— Exercise aim —
Transcribe the entries below exactly.
========================================
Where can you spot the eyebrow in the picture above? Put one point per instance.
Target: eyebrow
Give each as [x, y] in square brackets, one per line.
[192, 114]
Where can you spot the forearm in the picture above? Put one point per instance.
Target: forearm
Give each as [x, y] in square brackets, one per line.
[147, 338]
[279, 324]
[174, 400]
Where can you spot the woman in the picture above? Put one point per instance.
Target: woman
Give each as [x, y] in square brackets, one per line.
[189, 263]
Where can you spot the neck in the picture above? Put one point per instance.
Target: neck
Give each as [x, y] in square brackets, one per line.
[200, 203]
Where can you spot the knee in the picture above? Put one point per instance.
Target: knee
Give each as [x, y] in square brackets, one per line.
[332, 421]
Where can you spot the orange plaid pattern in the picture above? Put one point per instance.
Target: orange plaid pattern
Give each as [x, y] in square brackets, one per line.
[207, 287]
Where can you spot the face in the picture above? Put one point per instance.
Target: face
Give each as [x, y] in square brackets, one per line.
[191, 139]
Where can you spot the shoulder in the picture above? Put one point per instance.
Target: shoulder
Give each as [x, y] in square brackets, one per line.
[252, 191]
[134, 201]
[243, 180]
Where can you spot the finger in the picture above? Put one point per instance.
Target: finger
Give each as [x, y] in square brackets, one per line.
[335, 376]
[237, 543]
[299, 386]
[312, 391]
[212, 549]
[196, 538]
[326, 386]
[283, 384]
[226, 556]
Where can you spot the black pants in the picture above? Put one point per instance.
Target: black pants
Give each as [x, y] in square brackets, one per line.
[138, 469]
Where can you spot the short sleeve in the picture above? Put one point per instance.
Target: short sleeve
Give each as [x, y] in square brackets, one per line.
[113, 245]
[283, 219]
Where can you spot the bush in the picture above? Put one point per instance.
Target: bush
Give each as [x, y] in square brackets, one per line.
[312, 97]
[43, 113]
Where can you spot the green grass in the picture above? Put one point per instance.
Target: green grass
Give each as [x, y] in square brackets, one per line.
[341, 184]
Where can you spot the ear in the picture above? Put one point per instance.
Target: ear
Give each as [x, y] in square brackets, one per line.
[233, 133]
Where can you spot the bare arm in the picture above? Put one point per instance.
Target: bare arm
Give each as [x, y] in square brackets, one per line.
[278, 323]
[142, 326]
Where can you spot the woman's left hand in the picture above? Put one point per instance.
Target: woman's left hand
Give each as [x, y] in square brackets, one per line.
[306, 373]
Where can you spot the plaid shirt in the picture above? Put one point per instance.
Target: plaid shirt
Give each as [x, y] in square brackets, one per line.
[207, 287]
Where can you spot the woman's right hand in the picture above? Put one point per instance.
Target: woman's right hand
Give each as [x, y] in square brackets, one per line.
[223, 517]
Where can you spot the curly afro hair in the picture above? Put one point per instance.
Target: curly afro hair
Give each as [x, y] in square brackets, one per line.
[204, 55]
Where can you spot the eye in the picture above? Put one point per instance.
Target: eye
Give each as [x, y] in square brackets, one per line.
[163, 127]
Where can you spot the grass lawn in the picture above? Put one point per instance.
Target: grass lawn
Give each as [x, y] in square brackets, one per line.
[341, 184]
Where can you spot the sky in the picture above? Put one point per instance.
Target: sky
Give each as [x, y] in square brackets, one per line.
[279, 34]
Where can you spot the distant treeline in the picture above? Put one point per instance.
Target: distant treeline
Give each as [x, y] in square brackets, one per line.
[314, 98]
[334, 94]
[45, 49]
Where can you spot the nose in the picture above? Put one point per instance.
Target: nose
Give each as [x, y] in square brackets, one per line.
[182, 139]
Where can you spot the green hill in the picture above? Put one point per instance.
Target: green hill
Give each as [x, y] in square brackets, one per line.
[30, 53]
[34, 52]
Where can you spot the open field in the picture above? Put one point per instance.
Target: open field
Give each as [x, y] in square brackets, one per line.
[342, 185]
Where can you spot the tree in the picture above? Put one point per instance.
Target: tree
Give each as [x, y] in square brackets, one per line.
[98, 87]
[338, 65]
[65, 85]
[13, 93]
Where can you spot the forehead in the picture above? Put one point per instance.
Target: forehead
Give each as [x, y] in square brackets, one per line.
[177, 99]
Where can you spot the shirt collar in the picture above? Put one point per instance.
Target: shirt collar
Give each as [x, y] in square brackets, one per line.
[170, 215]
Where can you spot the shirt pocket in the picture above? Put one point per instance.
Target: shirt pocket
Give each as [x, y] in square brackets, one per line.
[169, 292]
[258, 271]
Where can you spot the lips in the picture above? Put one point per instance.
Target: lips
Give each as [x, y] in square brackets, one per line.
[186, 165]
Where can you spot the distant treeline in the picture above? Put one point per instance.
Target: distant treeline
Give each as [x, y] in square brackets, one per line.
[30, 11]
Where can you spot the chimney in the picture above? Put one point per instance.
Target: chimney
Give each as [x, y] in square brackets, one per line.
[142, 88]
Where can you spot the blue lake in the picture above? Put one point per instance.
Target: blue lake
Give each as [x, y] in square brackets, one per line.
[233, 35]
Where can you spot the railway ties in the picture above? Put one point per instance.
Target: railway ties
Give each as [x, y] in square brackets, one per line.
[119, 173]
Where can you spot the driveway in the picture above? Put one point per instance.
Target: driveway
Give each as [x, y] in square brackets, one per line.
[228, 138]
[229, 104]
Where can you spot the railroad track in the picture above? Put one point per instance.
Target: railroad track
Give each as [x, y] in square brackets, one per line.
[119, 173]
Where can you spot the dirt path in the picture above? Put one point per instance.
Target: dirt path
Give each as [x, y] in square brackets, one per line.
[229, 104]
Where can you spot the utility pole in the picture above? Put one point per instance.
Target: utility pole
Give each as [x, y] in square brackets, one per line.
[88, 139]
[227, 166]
========================================
— Final answer —
Where can you spot the eyebrow in the picture above? Put one point per instance.
Target: eyebrow
Give each as [x, y] in square brackets, one per line.
[192, 114]
Where can you spot the forearm in the picture above? Put one point per instance.
Target: forearm
Give each as [x, y] in square brackets, one per line.
[147, 338]
[279, 324]
[174, 400]
Where can you spot the woman in the picture above? Put one point per instance.
Target: woman
Give each as [x, y] in square brackets, one per line.
[189, 263]
Where can you spot the neck in the picture above? Put one point per instance.
Target: neck
Give each as [x, y] in square brackets, one per line.
[200, 203]
Where can you spot the knee in the picture above? Put one point per instance.
Target: knee
Give each as [x, y] in square brackets, one per line.
[332, 421]
Where can you spot the orange plaid pattern in the picture above? Put one point per instance.
Target: orange plaid pattern
Give each as [x, y] in square brackets, one per line.
[207, 287]
Where can you spot the face in the picture above? Put one point per instance.
Target: face
Give each as [x, y] in square brackets, one per line.
[191, 139]
Where can you spot the shoulder in the picture above? Put one point per instance.
Target: shoulder
Give each as [x, y] in square brackets, one per line.
[252, 191]
[134, 201]
[243, 180]
Where can you spot the finger in the picture above? Put one point per instance.
Target: finger
Give each as [x, y] in square brackets, one per line.
[335, 376]
[237, 543]
[299, 386]
[312, 391]
[212, 549]
[196, 538]
[326, 386]
[283, 384]
[226, 556]
Where can you spot the black pants in the picture above? Put one point per instance.
Target: black pants
Give each as [x, y] in square brackets, one per line.
[138, 469]
Where can you spot the short sleeve in the picture above? Put one point per instance.
Target: short sleeve
Give each as [x, y] in square brackets, one per line.
[113, 245]
[283, 219]
Where can you spot the bush in the picture above? Put one point per instance.
Target: bush
Give each as [x, y] in square brackets, one per line.
[312, 97]
[43, 113]
Where can you spot the green grass in the picture above? Put one point per instance.
Target: green grass
Give each as [x, y] in square brackets, one per line.
[341, 184]
Where can you spot the ear in the picture above? Put one point per instance.
Target: ear
Give each as [x, y] in square brackets, one per line.
[233, 133]
Where can you spot the bare arm in the picture above? Put one point per instance.
Target: bare arm
Give each as [x, y] in square brackets, one per line.
[278, 323]
[142, 326]
Where can you spot the woman's left hand in the picture above? Put one point per instance.
Target: woman's left hand
Give each as [x, y] in square brackets, one per line.
[306, 373]
Where can you spot the plaid shirt in the picture above? Put one point per instance.
Target: plaid shirt
Give each as [x, y] in square brackets, one per line.
[207, 287]
Where can you spot the woman's right hand in the picture above? Put one point per instance.
Target: woman's right hand
Give each as [x, y] in square brackets, one per line.
[223, 517]
Where can you spot the curly afro hair in the picture above? Put one point per instance.
Target: curly afro hair
Give each as [x, y] in square brackets, one per line.
[204, 55]
Where can you spot the eye in the picture above? Put one point per instance.
Target: eye
Give each as [x, y] in square brackets, one per line.
[163, 127]
Where can you spot the grass lawn in the picture above? Put one point per instance.
Target: grass lawn
Give each as [x, y] in square brackets, one per line.
[341, 184]
Where can you spot the sky in the picture above? Put one point per instance.
Target: sky
Give each as [x, y] in square brackets, one per line.
[279, 34]
Where can you spot the distant treeline in the picture above? Put one point per instance.
Target: distant treeline
Give each as [x, y] in square brackets, one per line.
[314, 98]
[334, 94]
[45, 49]
Where can you spot the nose in the picture above? Put one point per instance.
Target: nose
Give each as [x, y] in square brackets, one per line.
[182, 139]
Where can you spot the green hill in the picture above? Put one point per instance.
Target: green hill
Give each as [x, y] in square brackets, one per line.
[30, 53]
[34, 52]
Where can you spot the open field in the picture above? Put one point per instance.
Target: open field
Give each as [x, y] in square brackets, one per line.
[342, 185]
Where can you spot the tree in the picture above? Put one point per instance.
Target: tree
Give each as [x, y] in square brackets, one per line.
[98, 87]
[338, 65]
[65, 85]
[13, 93]
Where can you spot the forehead in the picture above? Put one point per instance.
Target: forehead
Give each as [x, y] in square brackets, one per line.
[177, 99]
Where can you spot the shirt collar in the picture above? Put one point per instance.
Target: shirt collar
Give each as [x, y] in square brackets, one per line.
[170, 215]
Where can you spot the shirt pocket in the picture above? Put one point per instance.
Target: shirt pocket
Give each as [x, y] in square brackets, one per line.
[169, 292]
[258, 271]
Where can you spot the lips in the picture above? Put one point per instance.
Target: lips
Give each as [x, y] in square brackets, one per line.
[186, 165]
Where can you spot the distant treeline in the picture above? Put one point per instance.
Target: distant treeline
Give each as [x, y] in square brackets, one per line.
[30, 11]
Where can you spot the chimney in the picture above? Put one point per instance.
Target: chimney
Give each as [x, y] in square brackets, one per line.
[142, 88]
Where can you spot the blue lake in the picture above? Put one point per instance.
Target: blue lake
Give each as [x, y] in square brackets, one per line.
[233, 35]
Where can you spot the railway ties in the picture above? Put one point per instance.
Target: railway ties
Give each as [x, y] in square brackets, one per line.
[119, 173]
Where can you spot the driveway in the picture above? Put one point per instance.
Target: driveway
Give each as [x, y] in square brackets, one per line.
[228, 138]
[229, 104]
Where can you spot the railroad track in the picture above? Put one point per instance.
Target: railroad track
Give each as [x, y] in square brackets, one per line.
[119, 173]
Where can you spot the dirt path in the picture above? Put one point per instance.
Target: dirt path
Give each as [x, y] in square brackets, one per line.
[229, 104]
Where can you spot the utility pole in the picture above? Put one point per instance.
Target: utility pole
Give each as [x, y] in square brackets, one per line.
[88, 139]
[227, 166]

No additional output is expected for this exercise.